**Texto de origem**
===

Cidades são organismos vivos – nascem, crescem e se desenvolvem. Raramente morrem e, em geral, sobrevivem àqueles que as moldaram ou que nelas vivem. A convite do Instituto Moreira Salles, o fotógrafo Mauro Restiffe percorreu bairros centrais e periféricos de São Paulo, como Luz, República, Pinheiros, Vila Congonhas e Itaquera. Munido de uma câmera portátil e de filmes em preto e branco de alta sensibilidade, Restiffe palmilhou as ruas para esquadrinhar a vida da cidade num momento de profundas transformações. O resultado está nas fotografias desta exposição — uma síntese visual da paisagem humana, arquitetônica e topográfica de São Paulo e uma representação aguçada das tensões políticas e sociais que dão forma ao espaço urbano.

Os usos variados que os habitantes fazem da cidade, os conflitos entre o desenvolvimento econômico e o patrimônio arquitetônico, a complexidade de planos e situações que decorrem do relevo urbano – tudo isso faz parte das imagens. Eventos cotidianos, como os deslocamentos diários ou os passeios de fim de semana, convivem com fatos extraordinários, como um dos vários protestos do último ano ou o incêndio no Memorial da América Latina. Cartões-postais como o Museu de Arte de São Paulo dividem a atenção com lugares menos reconhecíveis, como a praça do Pôr do Sol ou os arredores da avenida Jornalista Roberto Marinho. Estamos olhando para o espaço e o tempo da cidade, aquilo que lhe dá corpo e vida.

Parte da frustração e do fascínio que São Paulo exerce sobre seus habitantes vem de seu ciclo de evolução acelerado e da dificuldade em controlar inteiramente o espaço urbano. É o que sugere a fotografia tirada no largo da Batata, ao mostrar um importante entroncamento da cidade ao mesmo tempo em reforma e em ruína. Tão logo surgem, as construções de São Paulo já parecem velhas, como se precisassem ser constantemente substituídas, numa espiral de renovação que não vê fim.

===

Entradas de dados coletadas
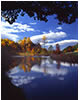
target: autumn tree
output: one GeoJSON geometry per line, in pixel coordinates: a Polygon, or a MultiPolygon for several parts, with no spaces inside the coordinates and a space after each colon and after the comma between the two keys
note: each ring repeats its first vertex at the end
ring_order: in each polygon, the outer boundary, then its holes
{"type": "Polygon", "coordinates": [[[47,43],[47,41],[46,41],[46,36],[44,35],[43,37],[42,37],[42,42],[43,42],[43,45],[44,45],[44,48],[45,48],[45,44],[47,43]]]}
{"type": "Polygon", "coordinates": [[[56,44],[56,53],[60,54],[60,45],[59,44],[56,44]]]}
{"type": "Polygon", "coordinates": [[[45,22],[47,16],[56,14],[58,24],[71,24],[78,18],[78,1],[1,1],[1,16],[10,24],[26,13],[34,20],[45,22]]]}
{"type": "Polygon", "coordinates": [[[49,46],[48,51],[53,51],[53,46],[52,45],[49,46]]]}

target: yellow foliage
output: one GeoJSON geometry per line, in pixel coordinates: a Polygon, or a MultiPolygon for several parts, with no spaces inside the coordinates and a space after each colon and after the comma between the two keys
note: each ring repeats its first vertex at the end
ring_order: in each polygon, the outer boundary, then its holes
{"type": "Polygon", "coordinates": [[[1,41],[1,45],[5,46],[6,45],[5,41],[1,41]]]}
{"type": "Polygon", "coordinates": [[[42,37],[42,39],[43,39],[43,40],[46,40],[46,36],[44,35],[44,36],[42,37]]]}
{"type": "Polygon", "coordinates": [[[31,43],[30,37],[27,38],[26,42],[31,43]]]}

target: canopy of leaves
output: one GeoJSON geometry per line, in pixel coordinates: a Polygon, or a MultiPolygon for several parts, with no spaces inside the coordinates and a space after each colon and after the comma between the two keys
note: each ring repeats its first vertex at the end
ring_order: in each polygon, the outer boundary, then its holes
{"type": "Polygon", "coordinates": [[[47,22],[47,16],[56,14],[58,24],[75,22],[78,17],[77,1],[2,1],[1,16],[10,24],[15,22],[18,15],[28,14],[34,20],[47,22]]]}

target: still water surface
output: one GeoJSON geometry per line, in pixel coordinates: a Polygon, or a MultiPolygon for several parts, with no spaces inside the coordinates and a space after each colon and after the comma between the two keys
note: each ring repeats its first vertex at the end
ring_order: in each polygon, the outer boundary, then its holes
{"type": "Polygon", "coordinates": [[[9,66],[6,75],[26,100],[77,100],[77,64],[55,61],[49,56],[13,58],[19,63],[9,66]]]}

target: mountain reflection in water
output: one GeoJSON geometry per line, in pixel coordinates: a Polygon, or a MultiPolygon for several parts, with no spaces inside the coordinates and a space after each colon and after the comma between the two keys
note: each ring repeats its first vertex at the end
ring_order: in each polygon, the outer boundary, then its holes
{"type": "Polygon", "coordinates": [[[7,76],[28,100],[77,100],[77,64],[45,56],[13,58],[7,76]]]}

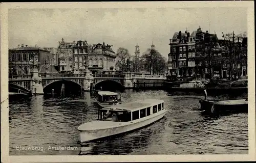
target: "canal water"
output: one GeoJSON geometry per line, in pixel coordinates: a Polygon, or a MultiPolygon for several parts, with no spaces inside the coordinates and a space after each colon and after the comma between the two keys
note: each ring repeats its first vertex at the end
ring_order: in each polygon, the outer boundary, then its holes
{"type": "Polygon", "coordinates": [[[121,95],[124,101],[163,99],[168,112],[163,119],[145,128],[81,147],[77,143],[77,127],[82,121],[97,117],[96,99],[89,93],[12,100],[9,101],[12,110],[10,155],[78,155],[81,151],[88,155],[248,153],[247,113],[204,115],[199,111],[198,101],[204,98],[201,94],[126,90],[121,95]],[[57,150],[59,147],[73,148],[57,150]]]}

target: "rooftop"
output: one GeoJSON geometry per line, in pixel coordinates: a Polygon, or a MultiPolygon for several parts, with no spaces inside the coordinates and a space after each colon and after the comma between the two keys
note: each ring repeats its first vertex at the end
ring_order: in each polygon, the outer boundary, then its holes
{"type": "Polygon", "coordinates": [[[35,46],[24,46],[24,47],[16,47],[14,48],[9,49],[9,50],[41,50],[44,51],[48,51],[50,52],[50,51],[46,50],[40,47],[35,47],[35,46]]]}

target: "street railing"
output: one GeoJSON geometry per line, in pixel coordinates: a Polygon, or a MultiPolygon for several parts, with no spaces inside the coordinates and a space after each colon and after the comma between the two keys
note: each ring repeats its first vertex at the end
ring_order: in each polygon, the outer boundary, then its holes
{"type": "Polygon", "coordinates": [[[118,77],[124,78],[124,75],[120,74],[93,74],[94,77],[118,77]]]}
{"type": "Polygon", "coordinates": [[[9,75],[9,78],[12,79],[30,78],[32,75],[9,75]]]}

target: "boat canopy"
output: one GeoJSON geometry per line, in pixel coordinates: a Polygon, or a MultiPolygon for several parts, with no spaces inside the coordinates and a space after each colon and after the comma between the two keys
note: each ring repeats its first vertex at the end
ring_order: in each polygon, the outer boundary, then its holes
{"type": "Polygon", "coordinates": [[[98,94],[101,96],[112,96],[119,95],[119,94],[117,93],[112,92],[110,91],[99,91],[98,92],[98,94]]]}
{"type": "Polygon", "coordinates": [[[145,99],[133,102],[125,102],[116,105],[106,107],[101,109],[104,110],[111,110],[117,112],[127,111],[128,112],[134,112],[141,109],[151,107],[163,103],[164,101],[159,99],[145,99]]]}

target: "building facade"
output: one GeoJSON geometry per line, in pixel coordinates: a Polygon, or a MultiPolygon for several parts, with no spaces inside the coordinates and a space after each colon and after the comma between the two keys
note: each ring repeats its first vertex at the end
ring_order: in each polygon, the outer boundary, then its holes
{"type": "Polygon", "coordinates": [[[58,57],[57,55],[57,48],[56,47],[44,47],[44,49],[50,51],[52,58],[50,59],[49,65],[51,66],[57,66],[58,65],[58,57]]]}
{"type": "Polygon", "coordinates": [[[98,43],[93,44],[89,53],[89,69],[93,74],[105,73],[114,71],[116,55],[113,45],[98,43]]]}
{"type": "Polygon", "coordinates": [[[9,49],[9,73],[10,75],[29,75],[33,72],[33,66],[39,71],[49,63],[53,56],[50,51],[38,47],[18,45],[17,48],[9,49]]]}
{"type": "Polygon", "coordinates": [[[116,55],[112,45],[98,43],[89,45],[86,40],[66,42],[63,38],[57,49],[59,71],[82,73],[85,66],[93,74],[112,72],[116,55]]]}
{"type": "Polygon", "coordinates": [[[59,41],[57,55],[59,72],[73,72],[73,46],[75,44],[75,41],[73,42],[66,42],[63,38],[61,41],[59,41]]]}
{"type": "Polygon", "coordinates": [[[175,32],[170,39],[168,73],[178,76],[191,76],[195,73],[196,32],[175,32]]]}

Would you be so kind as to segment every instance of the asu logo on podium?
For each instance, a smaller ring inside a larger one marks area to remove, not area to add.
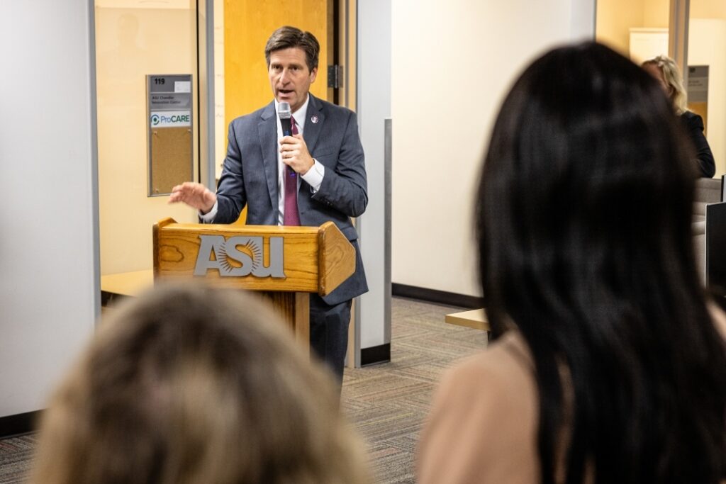
[[[285,278],[282,237],[269,237],[269,261],[264,265],[264,242],[261,237],[200,235],[202,243],[194,268],[195,276],[204,276],[208,269],[217,269],[224,277]],[[214,258],[212,259],[212,255]],[[241,264],[241,266],[240,266]]]

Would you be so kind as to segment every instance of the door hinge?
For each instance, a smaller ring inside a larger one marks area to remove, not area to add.
[[[343,87],[343,66],[329,65],[327,66],[327,86],[334,89]]]

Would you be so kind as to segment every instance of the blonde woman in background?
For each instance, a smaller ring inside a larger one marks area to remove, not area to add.
[[[714,155],[709,141],[703,136],[703,120],[688,110],[687,94],[683,88],[683,76],[675,61],[664,55],[649,59],[643,63],[643,68],[656,78],[671,100],[676,114],[680,118],[688,137],[696,148],[698,173],[703,178],[711,178],[716,173]]]
[[[261,303],[179,287],[114,311],[44,415],[31,482],[367,482],[330,375]]]

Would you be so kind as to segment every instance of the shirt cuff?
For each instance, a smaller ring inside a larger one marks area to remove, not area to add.
[[[203,223],[211,223],[216,216],[217,216],[217,204],[219,203],[218,200],[214,202],[214,206],[212,207],[212,210],[209,210],[206,213],[202,213],[199,212],[199,219],[202,221]]]
[[[301,175],[301,176],[313,189],[313,193],[315,193],[320,189],[320,185],[322,184],[322,177],[325,176],[325,167],[314,158],[313,158],[313,165],[308,170],[308,173]]]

===

**Tarefas a cumprir**
- a) Diga se cada afirmação abaixo está de acordo com o texto sobre a exposição de fotografias de São Paulo, respondendo sim ou não e citando literalmente as palavras do texto que decidem a questão: (i) Restiffe fotografou com filmes coloridos; (ii) o convite para o trabalho partiu do Instituto Moreira Salles; (iii) a fotografia do largo da Batata mostra um entroncamento em reforma e em ruína ao mesmo tempo.
- b) Reproduza, no texto sobre a exposição de fotografias de São Paulo, o trecho de "Cidades são organismos" até "ao espaço urbano.".

**Respostas por tarefa**
- a)
(i) Não: "filmes em preto e branco de alta sensibilidade".
(ii) Sim: "A convite do Instituto Moreira Salles".
(iii) Sim: "ao mesmo tempo em reforma e em ruína".

- b)
Cidades são organismos vivos – nascem, crescem e se desenvolvem. Raramente morrem e, em geral, sobrevivem àqueles que as moldaram ou que nelas vivem. A convite do Instituto Moreira Salles, o fotógrafo Mauro Restiffe percorreu bairros centrais e periféricos de São Paulo, como Luz, República, Pinheiros, Vila Congonhas e Itaquera. Munido de uma câmera portátil e de filmes em preto e branco de alta sensibilidade, Restiffe palmilhou as ruas para esquadrinhar a vida da cidade num momento de profundas transformações. O resultado está nas fotografias desta exposição — uma síntese visual da paisagem humana, arquitetônica e topográfica de São Paulo e uma representação aguçada das tensões políticas e sociais que dão forma ao espaço urbano.